In the records below, find the line holding "[segment] metal railing;" and the line holding "[segment] grey cloud;". Set down both, with every line between them, exactly.

### Data supplied

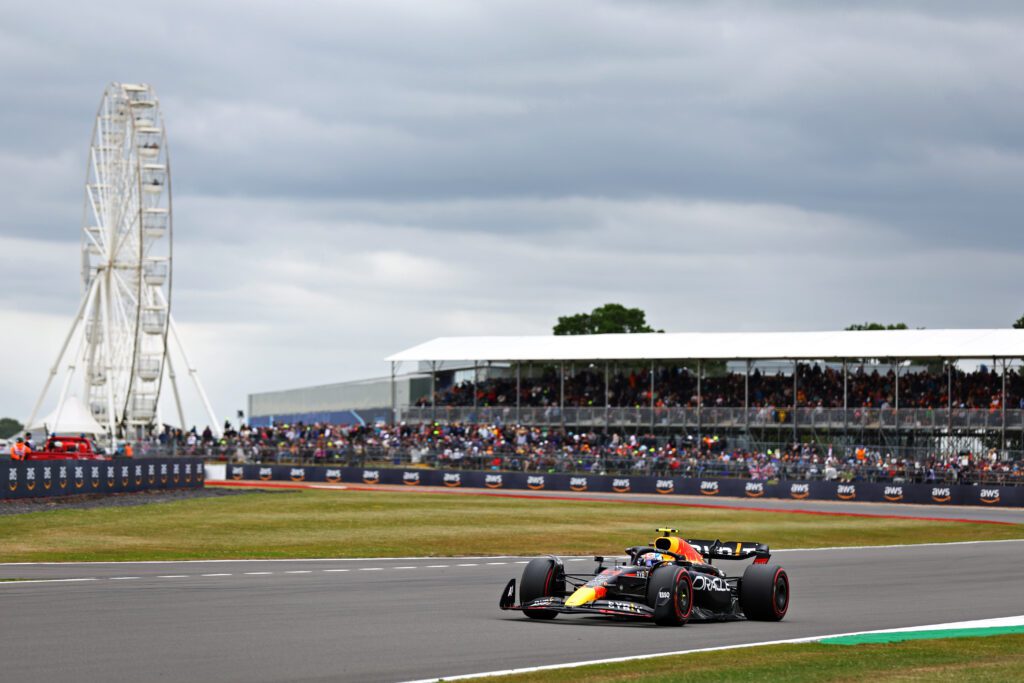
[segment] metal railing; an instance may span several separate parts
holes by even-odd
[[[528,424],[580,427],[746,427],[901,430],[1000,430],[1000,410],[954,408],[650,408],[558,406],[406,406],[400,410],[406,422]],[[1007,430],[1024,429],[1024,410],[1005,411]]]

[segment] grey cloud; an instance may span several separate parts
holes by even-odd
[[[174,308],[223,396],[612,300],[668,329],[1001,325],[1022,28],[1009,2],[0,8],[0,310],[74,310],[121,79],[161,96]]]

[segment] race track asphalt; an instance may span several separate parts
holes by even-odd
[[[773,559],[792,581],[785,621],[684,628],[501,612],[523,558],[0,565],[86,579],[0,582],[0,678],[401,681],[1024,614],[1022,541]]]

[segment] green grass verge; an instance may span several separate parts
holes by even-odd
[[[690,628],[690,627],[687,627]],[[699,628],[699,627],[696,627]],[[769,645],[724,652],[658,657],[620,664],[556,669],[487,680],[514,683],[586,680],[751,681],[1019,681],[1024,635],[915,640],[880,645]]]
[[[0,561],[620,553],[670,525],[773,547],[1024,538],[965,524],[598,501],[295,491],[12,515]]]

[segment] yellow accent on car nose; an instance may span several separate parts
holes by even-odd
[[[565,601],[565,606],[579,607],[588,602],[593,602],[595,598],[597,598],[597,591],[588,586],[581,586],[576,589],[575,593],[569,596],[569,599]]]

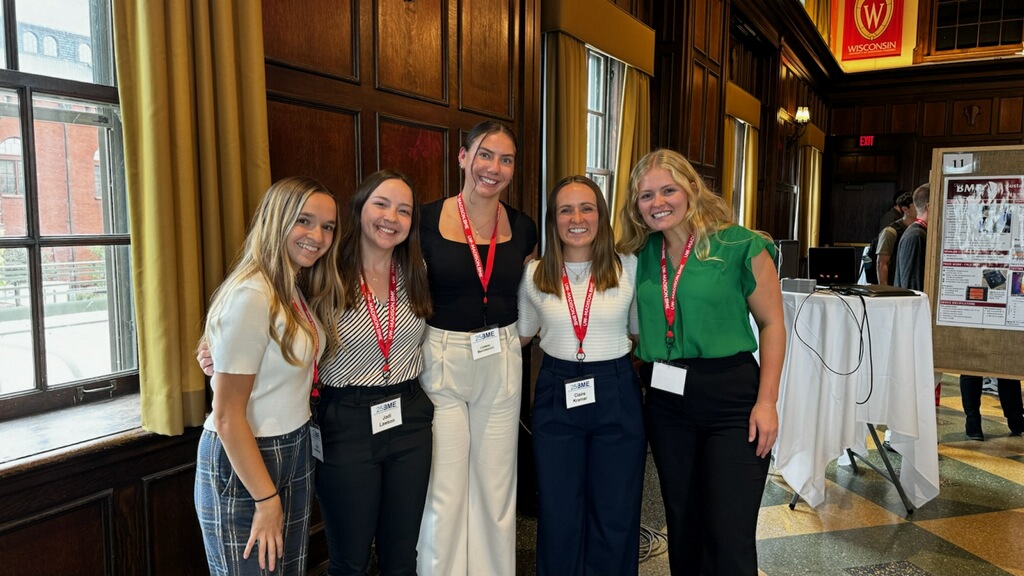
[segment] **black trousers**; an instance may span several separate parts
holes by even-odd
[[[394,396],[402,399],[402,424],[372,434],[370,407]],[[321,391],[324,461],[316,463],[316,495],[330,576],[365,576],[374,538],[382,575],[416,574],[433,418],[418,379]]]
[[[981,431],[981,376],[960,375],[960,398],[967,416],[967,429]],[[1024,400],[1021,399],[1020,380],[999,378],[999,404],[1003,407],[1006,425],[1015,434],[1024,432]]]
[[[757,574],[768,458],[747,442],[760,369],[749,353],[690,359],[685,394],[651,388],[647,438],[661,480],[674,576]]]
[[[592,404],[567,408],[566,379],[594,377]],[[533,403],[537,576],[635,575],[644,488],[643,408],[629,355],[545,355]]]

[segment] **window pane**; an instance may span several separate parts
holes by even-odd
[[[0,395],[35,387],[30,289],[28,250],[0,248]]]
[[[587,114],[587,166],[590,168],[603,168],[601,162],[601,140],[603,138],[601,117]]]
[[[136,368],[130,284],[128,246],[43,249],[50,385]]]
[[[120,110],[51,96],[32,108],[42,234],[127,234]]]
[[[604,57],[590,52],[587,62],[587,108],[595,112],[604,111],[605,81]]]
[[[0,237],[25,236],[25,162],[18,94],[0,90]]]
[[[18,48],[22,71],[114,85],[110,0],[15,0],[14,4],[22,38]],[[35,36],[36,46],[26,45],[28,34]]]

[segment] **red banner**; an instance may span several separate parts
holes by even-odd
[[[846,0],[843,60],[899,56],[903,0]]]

######
### Data supplied

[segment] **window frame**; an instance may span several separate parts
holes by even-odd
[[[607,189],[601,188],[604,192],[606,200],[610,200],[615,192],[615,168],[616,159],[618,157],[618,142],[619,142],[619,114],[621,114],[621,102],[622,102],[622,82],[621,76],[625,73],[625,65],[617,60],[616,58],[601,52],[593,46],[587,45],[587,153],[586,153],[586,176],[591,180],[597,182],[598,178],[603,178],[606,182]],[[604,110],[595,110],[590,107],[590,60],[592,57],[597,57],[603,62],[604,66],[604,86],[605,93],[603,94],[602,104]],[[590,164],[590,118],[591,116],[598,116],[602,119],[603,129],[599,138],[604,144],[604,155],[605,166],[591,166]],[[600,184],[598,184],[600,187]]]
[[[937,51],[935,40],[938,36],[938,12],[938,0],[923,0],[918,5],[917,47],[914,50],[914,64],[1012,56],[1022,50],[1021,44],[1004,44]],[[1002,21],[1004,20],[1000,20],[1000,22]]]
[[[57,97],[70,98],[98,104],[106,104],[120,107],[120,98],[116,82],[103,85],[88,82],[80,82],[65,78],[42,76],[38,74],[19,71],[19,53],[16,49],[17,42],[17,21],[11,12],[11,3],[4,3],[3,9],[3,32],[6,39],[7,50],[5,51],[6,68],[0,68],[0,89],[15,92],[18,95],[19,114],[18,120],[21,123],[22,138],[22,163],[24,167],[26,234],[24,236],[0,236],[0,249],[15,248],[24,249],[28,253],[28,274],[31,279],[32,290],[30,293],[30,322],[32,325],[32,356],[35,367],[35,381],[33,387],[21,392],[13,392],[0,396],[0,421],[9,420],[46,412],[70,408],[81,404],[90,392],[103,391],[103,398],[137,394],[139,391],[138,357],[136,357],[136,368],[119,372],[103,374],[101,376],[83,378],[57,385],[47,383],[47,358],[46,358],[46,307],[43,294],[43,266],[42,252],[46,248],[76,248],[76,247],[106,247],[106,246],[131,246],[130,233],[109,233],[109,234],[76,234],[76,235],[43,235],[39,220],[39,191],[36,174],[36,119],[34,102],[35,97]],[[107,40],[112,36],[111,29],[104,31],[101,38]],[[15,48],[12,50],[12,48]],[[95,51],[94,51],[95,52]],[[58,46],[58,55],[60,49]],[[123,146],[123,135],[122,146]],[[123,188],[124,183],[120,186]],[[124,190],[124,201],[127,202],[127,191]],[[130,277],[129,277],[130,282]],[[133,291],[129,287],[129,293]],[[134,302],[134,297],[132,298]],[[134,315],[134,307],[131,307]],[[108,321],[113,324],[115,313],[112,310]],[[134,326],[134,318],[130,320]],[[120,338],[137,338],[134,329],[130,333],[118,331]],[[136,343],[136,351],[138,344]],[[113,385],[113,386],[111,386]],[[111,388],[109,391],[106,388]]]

######

> Task answer
[segment] metal railing; an instance may span several separate parts
holes by even-odd
[[[528,424],[580,427],[746,427],[901,430],[1000,430],[1000,410],[954,408],[650,408],[558,406],[406,406],[400,410],[406,422]],[[1007,430],[1024,429],[1024,410],[1005,411]]]

[segment] grey cloud; an instance may span several separate parts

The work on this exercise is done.